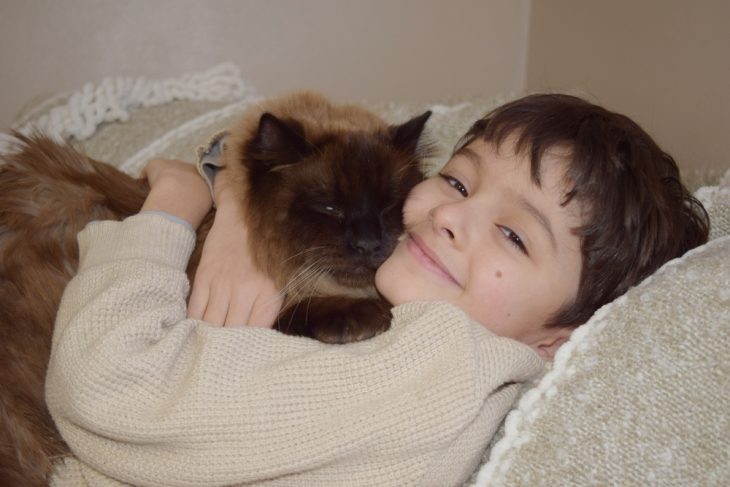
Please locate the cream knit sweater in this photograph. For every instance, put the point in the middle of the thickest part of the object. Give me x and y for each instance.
(145, 396)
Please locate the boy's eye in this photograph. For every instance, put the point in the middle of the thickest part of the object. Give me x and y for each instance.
(456, 184)
(514, 239)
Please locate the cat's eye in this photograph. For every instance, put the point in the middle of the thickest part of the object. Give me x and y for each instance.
(330, 210)
(513, 239)
(455, 183)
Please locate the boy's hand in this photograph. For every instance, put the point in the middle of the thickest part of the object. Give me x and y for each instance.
(228, 288)
(177, 189)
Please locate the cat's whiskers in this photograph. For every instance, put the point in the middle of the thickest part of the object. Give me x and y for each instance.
(303, 252)
(306, 279)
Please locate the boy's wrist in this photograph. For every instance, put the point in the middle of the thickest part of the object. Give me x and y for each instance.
(181, 201)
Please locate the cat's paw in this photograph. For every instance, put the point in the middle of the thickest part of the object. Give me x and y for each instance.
(336, 320)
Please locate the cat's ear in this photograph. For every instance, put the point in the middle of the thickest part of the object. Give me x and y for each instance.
(407, 136)
(277, 142)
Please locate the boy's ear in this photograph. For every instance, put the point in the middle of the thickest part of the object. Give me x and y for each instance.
(407, 135)
(277, 142)
(549, 344)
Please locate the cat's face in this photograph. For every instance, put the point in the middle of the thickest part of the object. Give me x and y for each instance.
(332, 207)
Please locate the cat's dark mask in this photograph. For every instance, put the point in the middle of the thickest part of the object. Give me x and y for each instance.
(341, 192)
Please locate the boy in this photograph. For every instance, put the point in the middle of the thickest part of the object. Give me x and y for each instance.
(549, 208)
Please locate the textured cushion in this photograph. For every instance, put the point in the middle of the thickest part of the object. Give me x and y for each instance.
(638, 396)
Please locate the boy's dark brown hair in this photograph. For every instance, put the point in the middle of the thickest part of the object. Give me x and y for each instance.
(637, 213)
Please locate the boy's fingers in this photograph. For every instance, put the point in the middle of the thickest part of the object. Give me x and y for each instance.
(265, 310)
(198, 298)
(217, 308)
(239, 310)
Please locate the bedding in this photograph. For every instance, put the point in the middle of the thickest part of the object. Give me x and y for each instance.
(638, 396)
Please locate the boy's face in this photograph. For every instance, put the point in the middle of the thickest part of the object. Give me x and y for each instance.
(484, 237)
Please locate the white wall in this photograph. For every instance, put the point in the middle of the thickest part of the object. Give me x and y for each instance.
(407, 50)
(665, 63)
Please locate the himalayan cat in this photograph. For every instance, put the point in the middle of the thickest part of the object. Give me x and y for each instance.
(322, 185)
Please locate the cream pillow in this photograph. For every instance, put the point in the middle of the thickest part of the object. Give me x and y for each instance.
(639, 394)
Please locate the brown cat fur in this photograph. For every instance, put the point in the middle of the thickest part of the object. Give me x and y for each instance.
(304, 167)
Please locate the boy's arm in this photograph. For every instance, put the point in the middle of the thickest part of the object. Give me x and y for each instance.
(146, 396)
(229, 289)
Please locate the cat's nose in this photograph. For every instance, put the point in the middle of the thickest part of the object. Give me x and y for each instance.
(367, 245)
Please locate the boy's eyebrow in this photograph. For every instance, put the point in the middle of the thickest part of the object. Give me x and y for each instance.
(471, 155)
(544, 222)
(541, 219)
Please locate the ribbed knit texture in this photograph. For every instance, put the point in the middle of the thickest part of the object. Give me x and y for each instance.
(147, 397)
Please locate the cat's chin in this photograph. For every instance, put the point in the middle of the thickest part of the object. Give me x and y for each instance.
(354, 278)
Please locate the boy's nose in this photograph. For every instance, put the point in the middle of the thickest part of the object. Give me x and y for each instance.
(445, 220)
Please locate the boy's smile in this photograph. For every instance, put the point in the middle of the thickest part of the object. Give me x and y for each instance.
(483, 236)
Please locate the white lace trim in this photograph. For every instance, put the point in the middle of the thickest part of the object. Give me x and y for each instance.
(134, 164)
(115, 98)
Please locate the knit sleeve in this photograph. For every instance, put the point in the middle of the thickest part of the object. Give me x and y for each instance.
(145, 396)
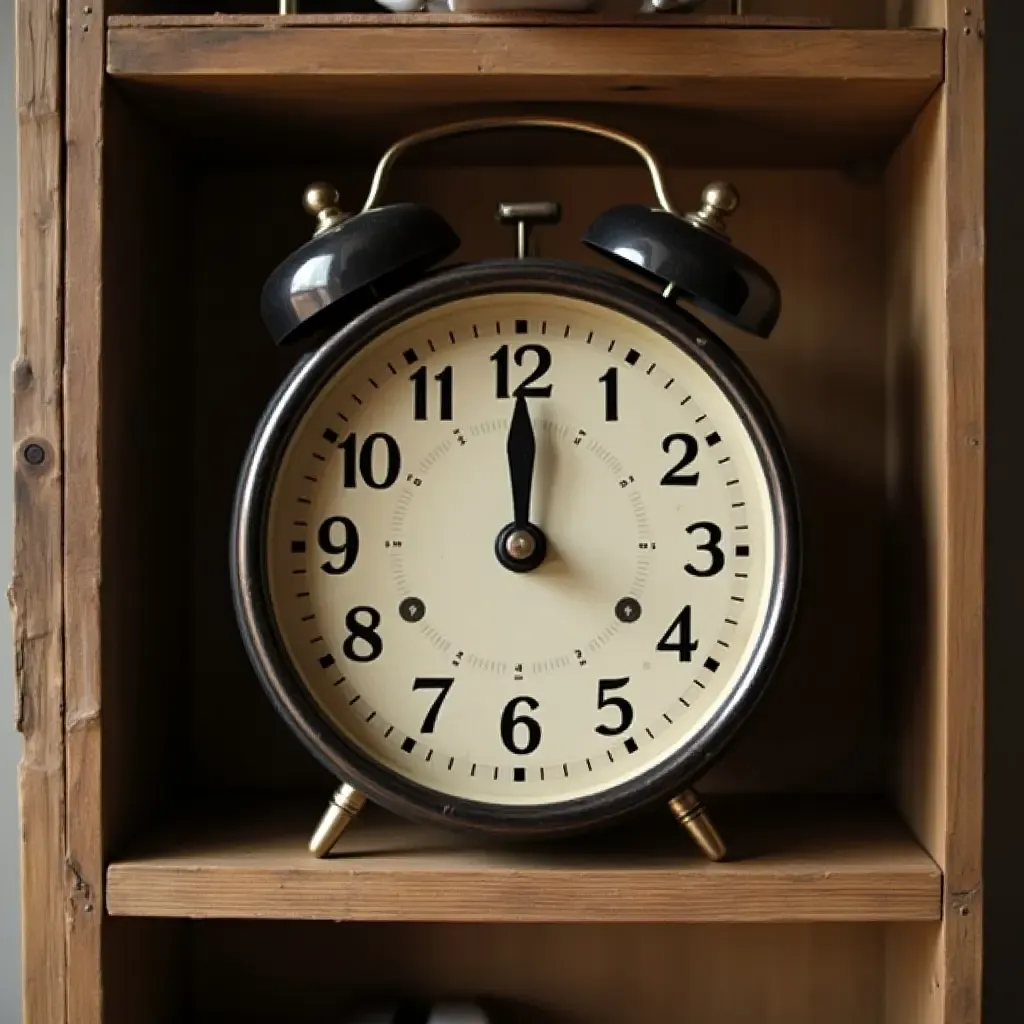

**Travail à faire**
Recopiez intégralement la partie du matériel qui s'ouvre sur la ligne contenant « Please locate the boy's smile » et se termine à la fin du matériel, bornes incluses, en décalant de 81 chaque coordonnée figurant dans les réponses. Laissez les images de côté.

**Réponse**
Please locate the boy's smile in this photograph. For every instance, put the point in the middle of the thickest part of the object. Give me x and y for each instance.
(564, 317)
Please locate the white lace trim in this photograph. For every instance, put the point in the middle of the thickest part of the object. Give me x and y for each instance.
(215, 245)
(196, 179)
Please locate the knit sleeve in this photograph. For every instance, put the point in the middle of the thickest part of the object. Give me x and y for each instance.
(226, 477)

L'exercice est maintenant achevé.